'''
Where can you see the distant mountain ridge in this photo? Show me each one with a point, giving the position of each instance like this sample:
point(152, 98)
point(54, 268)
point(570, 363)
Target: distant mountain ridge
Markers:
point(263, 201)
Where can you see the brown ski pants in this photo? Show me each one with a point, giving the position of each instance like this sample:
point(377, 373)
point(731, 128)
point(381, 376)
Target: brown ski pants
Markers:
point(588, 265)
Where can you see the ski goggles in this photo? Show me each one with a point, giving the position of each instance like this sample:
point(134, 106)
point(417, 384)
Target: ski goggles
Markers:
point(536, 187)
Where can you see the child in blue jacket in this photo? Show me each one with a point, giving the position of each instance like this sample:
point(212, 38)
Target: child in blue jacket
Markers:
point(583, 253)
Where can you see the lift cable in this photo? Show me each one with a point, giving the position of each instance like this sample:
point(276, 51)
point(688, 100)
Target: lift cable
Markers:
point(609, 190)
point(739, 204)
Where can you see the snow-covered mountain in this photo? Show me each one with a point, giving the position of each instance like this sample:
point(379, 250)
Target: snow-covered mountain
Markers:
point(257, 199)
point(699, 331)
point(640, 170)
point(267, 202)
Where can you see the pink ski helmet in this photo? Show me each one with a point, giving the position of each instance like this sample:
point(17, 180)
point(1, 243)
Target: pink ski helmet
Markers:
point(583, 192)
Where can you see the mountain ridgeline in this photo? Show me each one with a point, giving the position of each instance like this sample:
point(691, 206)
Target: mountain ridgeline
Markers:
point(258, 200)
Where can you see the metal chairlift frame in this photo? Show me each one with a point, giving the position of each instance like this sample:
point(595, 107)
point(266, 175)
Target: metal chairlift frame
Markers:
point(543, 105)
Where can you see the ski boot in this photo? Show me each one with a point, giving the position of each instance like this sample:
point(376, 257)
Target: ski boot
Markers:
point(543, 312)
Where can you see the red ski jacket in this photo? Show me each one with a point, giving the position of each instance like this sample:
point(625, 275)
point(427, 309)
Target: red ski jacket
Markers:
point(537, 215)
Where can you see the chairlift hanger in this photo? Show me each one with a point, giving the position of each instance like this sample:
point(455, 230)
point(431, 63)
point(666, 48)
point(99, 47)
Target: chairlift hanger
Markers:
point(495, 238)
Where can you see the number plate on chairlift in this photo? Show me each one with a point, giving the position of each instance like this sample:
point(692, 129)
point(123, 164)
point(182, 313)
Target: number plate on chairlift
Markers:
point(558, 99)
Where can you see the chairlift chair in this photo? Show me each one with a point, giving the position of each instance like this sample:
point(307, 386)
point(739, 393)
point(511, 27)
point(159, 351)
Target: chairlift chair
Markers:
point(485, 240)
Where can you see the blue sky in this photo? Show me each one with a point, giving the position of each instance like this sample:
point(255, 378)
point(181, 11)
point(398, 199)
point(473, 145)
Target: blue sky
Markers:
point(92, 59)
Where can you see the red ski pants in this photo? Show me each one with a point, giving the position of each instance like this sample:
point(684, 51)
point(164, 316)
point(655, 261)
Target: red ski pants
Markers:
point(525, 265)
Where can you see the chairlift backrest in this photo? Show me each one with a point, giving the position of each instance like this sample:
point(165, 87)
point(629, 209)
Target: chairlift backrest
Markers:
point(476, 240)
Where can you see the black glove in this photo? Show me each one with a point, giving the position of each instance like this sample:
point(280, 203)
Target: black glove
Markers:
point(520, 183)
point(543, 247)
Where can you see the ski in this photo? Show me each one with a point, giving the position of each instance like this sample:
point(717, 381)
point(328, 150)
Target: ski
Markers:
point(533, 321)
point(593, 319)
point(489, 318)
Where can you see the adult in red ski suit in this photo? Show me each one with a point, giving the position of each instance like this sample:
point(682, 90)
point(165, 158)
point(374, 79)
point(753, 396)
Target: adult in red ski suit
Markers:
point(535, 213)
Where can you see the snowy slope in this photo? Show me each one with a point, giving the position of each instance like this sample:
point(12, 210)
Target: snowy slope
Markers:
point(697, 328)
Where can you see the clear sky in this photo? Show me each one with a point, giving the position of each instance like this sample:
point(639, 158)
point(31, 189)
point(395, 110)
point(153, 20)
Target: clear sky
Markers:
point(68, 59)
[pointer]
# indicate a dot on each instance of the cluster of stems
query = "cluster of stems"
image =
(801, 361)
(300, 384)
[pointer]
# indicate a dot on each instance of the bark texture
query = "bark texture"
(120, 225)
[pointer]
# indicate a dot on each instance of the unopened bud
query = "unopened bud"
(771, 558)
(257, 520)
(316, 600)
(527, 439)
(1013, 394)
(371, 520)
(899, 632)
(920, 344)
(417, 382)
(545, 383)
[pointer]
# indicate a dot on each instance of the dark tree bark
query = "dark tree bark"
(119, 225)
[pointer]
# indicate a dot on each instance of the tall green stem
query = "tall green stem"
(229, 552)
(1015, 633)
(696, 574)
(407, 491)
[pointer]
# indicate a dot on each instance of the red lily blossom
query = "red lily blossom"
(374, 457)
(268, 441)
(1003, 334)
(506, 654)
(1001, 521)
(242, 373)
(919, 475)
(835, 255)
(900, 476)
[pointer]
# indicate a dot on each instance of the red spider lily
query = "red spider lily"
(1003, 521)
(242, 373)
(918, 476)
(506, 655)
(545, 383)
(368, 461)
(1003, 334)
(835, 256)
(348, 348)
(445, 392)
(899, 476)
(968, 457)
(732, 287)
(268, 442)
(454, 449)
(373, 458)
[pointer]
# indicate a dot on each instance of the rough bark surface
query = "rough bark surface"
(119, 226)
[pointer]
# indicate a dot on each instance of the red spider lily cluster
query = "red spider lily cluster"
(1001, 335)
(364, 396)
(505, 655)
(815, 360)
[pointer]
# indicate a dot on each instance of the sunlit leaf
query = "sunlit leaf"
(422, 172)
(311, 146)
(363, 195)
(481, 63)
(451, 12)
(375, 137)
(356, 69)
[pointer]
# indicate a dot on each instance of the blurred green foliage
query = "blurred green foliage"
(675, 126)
'''
- [Task]: Show a copy of each line from the data that includes the word "backrest".

- [Solution]:
Where can you see the chairlift backrest in this photo? Show me each one with a point, giving the position of each instance like this sample:
Target: chairlift backrest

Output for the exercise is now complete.